Source data:
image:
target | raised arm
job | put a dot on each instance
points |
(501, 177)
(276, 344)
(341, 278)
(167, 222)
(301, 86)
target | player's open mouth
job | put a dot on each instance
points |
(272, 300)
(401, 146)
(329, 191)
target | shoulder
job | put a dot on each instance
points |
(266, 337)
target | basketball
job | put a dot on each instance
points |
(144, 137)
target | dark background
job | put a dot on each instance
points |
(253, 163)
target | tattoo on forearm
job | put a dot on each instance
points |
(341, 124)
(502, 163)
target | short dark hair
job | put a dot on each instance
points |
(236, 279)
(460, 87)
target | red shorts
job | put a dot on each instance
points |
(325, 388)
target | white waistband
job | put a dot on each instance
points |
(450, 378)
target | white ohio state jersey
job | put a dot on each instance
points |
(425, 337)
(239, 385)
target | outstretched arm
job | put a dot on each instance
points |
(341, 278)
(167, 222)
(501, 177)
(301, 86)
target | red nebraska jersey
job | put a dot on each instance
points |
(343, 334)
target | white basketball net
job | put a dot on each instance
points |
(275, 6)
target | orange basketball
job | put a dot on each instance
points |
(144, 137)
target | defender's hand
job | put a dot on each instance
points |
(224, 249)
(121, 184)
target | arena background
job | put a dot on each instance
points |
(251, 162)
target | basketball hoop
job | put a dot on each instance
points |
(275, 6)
==
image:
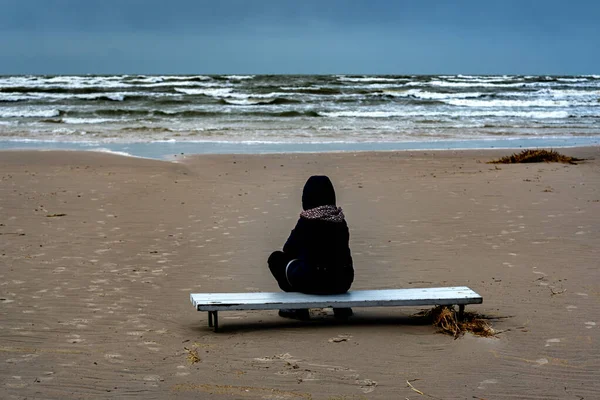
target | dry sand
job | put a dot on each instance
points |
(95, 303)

◆ WHAT IS EXPECTED ◆
For the word "dark", go through the records and show each line that carries it.

◆ SOLUTION FOR THIS PROBLEM ◆
target | dark background
target | short dark hair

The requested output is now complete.